→ What you will do
Output each entry verbatim and exclude every picture from it.

→ Supplied material
--- begin ---

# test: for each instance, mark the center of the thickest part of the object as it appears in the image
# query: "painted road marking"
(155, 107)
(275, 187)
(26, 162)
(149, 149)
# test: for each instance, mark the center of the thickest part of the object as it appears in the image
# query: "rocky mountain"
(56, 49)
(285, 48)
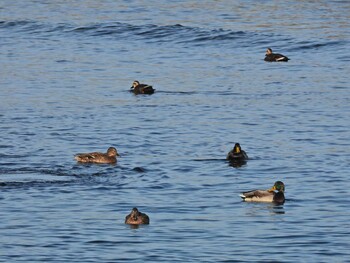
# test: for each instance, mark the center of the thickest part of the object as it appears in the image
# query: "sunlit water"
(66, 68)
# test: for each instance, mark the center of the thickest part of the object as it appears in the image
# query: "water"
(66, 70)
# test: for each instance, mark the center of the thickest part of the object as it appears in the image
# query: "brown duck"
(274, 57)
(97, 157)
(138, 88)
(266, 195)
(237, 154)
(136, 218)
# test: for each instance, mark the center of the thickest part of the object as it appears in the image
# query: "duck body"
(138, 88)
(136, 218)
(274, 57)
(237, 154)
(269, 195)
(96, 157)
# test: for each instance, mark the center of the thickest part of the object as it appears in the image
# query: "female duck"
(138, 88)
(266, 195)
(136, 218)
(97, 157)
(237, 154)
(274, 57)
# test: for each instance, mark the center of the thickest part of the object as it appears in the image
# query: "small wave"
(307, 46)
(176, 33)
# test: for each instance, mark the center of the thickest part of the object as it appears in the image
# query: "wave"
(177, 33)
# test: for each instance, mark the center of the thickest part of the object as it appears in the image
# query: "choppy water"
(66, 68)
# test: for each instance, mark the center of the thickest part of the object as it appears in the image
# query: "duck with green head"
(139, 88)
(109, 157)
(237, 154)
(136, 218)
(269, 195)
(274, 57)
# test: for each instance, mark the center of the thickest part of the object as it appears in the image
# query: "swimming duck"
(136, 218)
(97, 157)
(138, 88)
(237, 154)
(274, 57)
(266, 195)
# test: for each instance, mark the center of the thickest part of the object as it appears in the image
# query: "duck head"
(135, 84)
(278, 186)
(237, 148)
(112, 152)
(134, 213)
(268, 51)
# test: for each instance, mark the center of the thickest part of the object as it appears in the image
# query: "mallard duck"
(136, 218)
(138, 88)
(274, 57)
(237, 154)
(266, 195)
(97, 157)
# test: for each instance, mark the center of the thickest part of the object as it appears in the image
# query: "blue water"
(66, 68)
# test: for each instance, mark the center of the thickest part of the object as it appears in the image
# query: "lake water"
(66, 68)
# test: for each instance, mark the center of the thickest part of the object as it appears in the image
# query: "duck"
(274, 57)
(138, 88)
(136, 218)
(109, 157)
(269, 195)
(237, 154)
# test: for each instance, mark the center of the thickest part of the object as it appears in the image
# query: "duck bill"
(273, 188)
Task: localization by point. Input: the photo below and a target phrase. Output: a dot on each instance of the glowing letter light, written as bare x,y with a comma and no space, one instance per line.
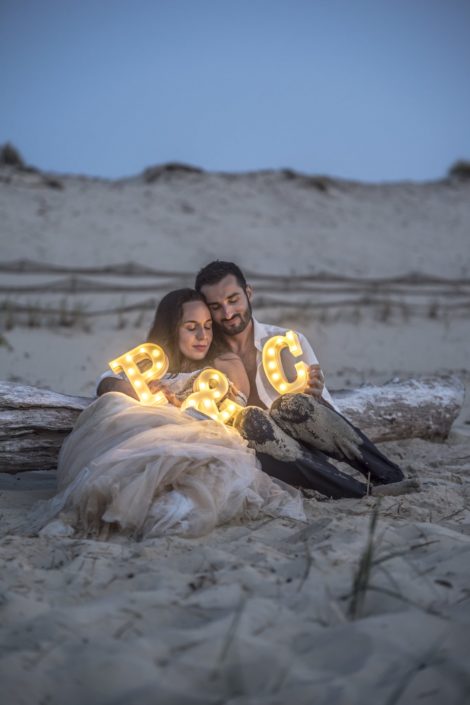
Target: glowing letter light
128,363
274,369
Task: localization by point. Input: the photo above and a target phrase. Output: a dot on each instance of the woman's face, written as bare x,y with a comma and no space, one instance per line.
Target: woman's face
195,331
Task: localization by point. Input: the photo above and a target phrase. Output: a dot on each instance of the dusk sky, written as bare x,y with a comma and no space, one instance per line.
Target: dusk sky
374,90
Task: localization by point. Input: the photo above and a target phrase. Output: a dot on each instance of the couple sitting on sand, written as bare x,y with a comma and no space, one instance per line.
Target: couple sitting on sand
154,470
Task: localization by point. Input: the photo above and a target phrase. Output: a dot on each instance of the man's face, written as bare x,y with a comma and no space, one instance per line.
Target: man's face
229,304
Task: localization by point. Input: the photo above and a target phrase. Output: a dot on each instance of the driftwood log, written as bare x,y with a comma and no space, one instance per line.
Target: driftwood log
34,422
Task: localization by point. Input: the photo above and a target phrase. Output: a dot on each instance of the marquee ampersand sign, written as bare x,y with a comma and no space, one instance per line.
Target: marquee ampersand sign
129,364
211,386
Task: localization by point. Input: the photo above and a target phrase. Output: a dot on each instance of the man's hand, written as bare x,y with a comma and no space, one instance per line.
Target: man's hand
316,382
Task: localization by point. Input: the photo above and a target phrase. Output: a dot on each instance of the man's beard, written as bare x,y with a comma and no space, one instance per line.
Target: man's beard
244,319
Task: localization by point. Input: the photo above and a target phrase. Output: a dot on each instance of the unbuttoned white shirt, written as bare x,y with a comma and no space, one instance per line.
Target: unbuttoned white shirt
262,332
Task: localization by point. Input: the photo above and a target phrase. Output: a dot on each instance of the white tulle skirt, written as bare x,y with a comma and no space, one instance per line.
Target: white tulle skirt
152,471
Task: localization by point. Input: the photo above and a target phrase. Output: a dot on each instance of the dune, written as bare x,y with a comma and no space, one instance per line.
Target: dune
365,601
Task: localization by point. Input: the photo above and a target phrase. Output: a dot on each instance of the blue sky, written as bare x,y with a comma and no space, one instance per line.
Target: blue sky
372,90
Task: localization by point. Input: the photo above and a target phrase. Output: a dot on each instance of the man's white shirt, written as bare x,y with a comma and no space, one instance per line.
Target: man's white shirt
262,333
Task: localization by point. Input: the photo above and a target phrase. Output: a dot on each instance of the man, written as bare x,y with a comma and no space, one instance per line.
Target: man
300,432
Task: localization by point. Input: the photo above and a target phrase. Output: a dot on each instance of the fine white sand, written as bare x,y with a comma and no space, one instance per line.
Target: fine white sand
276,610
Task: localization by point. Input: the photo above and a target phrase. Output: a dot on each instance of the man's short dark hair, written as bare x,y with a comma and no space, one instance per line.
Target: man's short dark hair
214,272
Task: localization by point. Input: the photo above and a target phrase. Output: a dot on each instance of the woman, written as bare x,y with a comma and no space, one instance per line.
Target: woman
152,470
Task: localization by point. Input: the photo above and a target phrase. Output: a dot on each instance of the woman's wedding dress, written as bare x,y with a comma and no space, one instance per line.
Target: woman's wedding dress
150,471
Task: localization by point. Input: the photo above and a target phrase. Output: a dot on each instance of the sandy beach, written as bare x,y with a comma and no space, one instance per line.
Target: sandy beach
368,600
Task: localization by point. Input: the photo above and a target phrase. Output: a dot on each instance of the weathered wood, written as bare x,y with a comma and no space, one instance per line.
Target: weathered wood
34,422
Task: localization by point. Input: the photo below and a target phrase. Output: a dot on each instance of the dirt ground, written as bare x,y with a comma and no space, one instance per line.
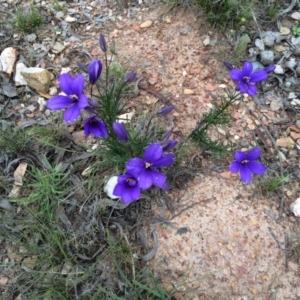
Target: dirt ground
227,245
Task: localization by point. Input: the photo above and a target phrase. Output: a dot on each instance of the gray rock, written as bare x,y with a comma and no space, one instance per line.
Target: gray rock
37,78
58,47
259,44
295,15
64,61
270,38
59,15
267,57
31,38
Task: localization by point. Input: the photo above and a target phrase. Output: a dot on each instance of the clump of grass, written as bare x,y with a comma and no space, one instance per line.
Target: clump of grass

--- end ---

→ Task solution
# test: for each instance, mark the center of the thickest part of the object as it appears in the image
# query: "painted road marking"
(155, 107)
(275, 187)
(26, 162)
(149, 149)
# test: for each instance, mark the center of the thickest part of the object as it appears in the image
# query: "rocky mountain"
(56, 49)
(285, 48)
# test: for each instance, mark the center of the thickest part of the object as it appears in the image
# query: "sunlit water"
(66, 68)
# test: for each instance, mark the center of the thickest part of the object as it appears in the image
# query: "water"
(66, 70)
# test: for each instance, mark the center of the thickest part of the object as it appears in the image
# query: "brown duck"
(274, 57)
(97, 157)
(138, 88)
(266, 195)
(237, 154)
(136, 218)
# test: for each instance, mark the center of the thickest part of the object as it appears in the image
# query: "duck body"
(138, 88)
(136, 218)
(274, 57)
(237, 154)
(269, 195)
(96, 157)
# test: for each instance, mark the center of the thickest part of the object as it appears in the image
# query: "female duck"
(138, 88)
(266, 195)
(136, 218)
(97, 157)
(237, 154)
(274, 57)
# test: for each instance, mark the center of the thickest part of the object as it appears in the image
# query: "small wave"
(307, 46)
(176, 33)
# test: for each instance, mark the center of the thickest part of the object as it appears in the image
# query: "wave"
(177, 33)
# test: for each instance, mark the center of the thickest part of the object as it appears in the image
# query: "choppy water"
(66, 68)
# test: for each instance, mark the center of the thickest part of the object as it appears in the image
# query: "duck with green head"
(139, 88)
(109, 157)
(237, 154)
(136, 218)
(269, 195)
(274, 57)
# test: for each instance, mark the center of the thickest part of the object as it appears in the image
# query: "swimming duck"
(136, 218)
(97, 157)
(138, 88)
(237, 154)
(274, 57)
(266, 195)
# test: for each instance, mark the center of the thickest part of the object as it appears in the image
# query: "duck head"
(135, 84)
(278, 186)
(237, 148)
(112, 152)
(134, 213)
(268, 51)
# test: for each instance, mark the center of the thickest part of the object as it appears in the image
# query: "mallard duck"
(136, 218)
(138, 88)
(274, 57)
(237, 154)
(266, 195)
(97, 157)
# test: for each instance, mark the center of the thickest part of the object as it appears in the image
# query: "blue water"
(66, 68)
# test: for each instance, mark the center of the thickest part of the object as it appears in the image
# query: "lake water"
(66, 68)
# test: for each instance, mark the center of the thickest part of the object as it appears in the image
# query: "duck"
(274, 57)
(138, 88)
(136, 218)
(109, 157)
(269, 195)
(237, 154)
# test: for each instance, mark the center of the thickest part of the object as it appears in the image
# query: "duck bill"
(273, 188)
Task: localization by point. Input: the photo below and a target phrase. Output: a dot on each instance of the glowing letter light, written as bare x,y with a comma and no space, one instance per line.
Target: glowing letter light
128,363
274,369
Task: localization by point. Input: the photo above and a target phrase. Output: a dot on each instance of the woman's face, written as bare x,y with a comma and no space, one instance per line.
Target: woman's face
195,331
Task: localization by point. Input: the photo above and a target phrase. Output: a dot on each instance of the dusk sky, written as bare x,y with a comma and no space, one instance per line.
Target: dusk sky
374,90
Task: localization by point. Input: the photo above and a target phrase. Output: a dot on each instance of the couple sitting on sand, written as bare x,y with a comma and no space, one instance per line.
Target: couple sitting on sand
154,470
Task: localization by point. Input: the photo above and a target phrase. Output: a dot on each instance of the man's face, written as bare x,y with a comma and no space, one instance per line.
Target: man's face
229,304
Task: localization by point. Input: the photo above and a target phrase. Output: a dot on each instance of the driftwood log, written as bare x,y with a comma and no space, one instance per line.
Target: driftwood log
34,422
Task: localization by point. Input: the photo above and a target phrase. Output: a dot on each instance of the marquee ampersand sign, written as bare x,y with a comma and no space, one instance per line.
Target: marquee ampersand sign
129,364
211,386
Task: localization by point. Input: the photo above and a target phrase. Output: a dot on each instance of the man's hand, written as bare x,y with a comma and no space, one instance per line.
Target: man's hand
316,382
Task: localization by point. Input: the photo above and a target phrase. Output: a dot on each instance of the man's beard, written as bare x,y with a comma and no space, one instance per line.
Target: man's beard
244,319
Task: localization by point. Input: the photo above and a target phrase. Output: a dot on each instance of the unbuttoned white shirt, written as bare x,y with a comma and no space, one instance per line.
Target: unbuttoned white shirt
262,332
Task: localization by point. Input: the photo above and a target phrase. Output: a dot on each instance of the white tulle skirt, written as bare x,y with a comma and no space, one instance per line.
Target: white tulle skirt
152,471
Task: localization by point. Input: the photo above and a target phrase. Output: a dot on each instance of the dune, written as bare x,y with a comma and no space, one instance per line.
Target: dune
365,601
Task: localization by point. Input: the photo above and a target phrase. Output: a dot on each instance of the blue sky, written as bare x,y with a comma and no space, one instance per line.
Target: blue sky
372,90
Task: localization by point. Input: the photo above and a target phrase. Output: a dot on each instance of the man's white shirt, written as bare x,y with a comma and no space, one instance per line.
Target: man's white shirt
262,333
Task: localization by point. Input: the photo above and a target phrase. Output: a dot on each instance of the man, written as bare x,y with a comma and no space, one instance per line.
Target: man
300,432
Task: localization by point. Input: the photo above and a target phrase. Output: a dot on each instance of the fine white sand, written as bare x,y with a comma and no space, one instance per line.
Target: fine white sand
276,610
Task: localization by point. Input: the photo above and a target phrase. Output: a dot on each instance of the man's short dark hair, written as bare x,y with a comma and no space, one instance per line.
Target: man's short dark hair
214,272
Task: localization by point. Input: the photo above and a target phrase. Output: a dot on each instance of the woman, written as bare x,y with a comma and no space, one instance per line.
Target: woman
152,470
Task: localization by point. Input: the photo above and a target phrase. Output: a dot on each instance of the woman's wedding dress, written as bare x,y with a comma and no space, one instance per line.
Target: woman's wedding dress
150,471
Task: localization by point. Input: the photo above and a target phrase. Output: a dot on each instance of the sandy beach, written as bare x,y with a comma and no space, one instance per line.
Target: sandy beach
368,600
Task: localization by point. Input: the photo above and a target phrase. Output: a dot on each instance of the weathered wood, written as bare x,y with a comma and no space, one instance per line.
Target: weathered wood
34,422
Task: localization by point. Input: the photo below and a target phrase. Output: a dot on each instance of the dirt ground, written as bare x,y with a comma and no space, one instance per line.
Target: dirt ground
227,245
Task: localization by point. Input: the photo above and a target phrase. Output: a dot on each instance of the gray rock, written as bare x,y with a comma and no space, one instance per line.
Target: gray rock
37,78
58,47
259,44
295,15
64,61
270,38
59,15
267,57
31,38
Task: localization by point. Input: the photo above and a target phrase. Output: a dot on each instance of the clump of grass, written as bare x,y with a comma and no space, one instance per line.
Target: clump of grass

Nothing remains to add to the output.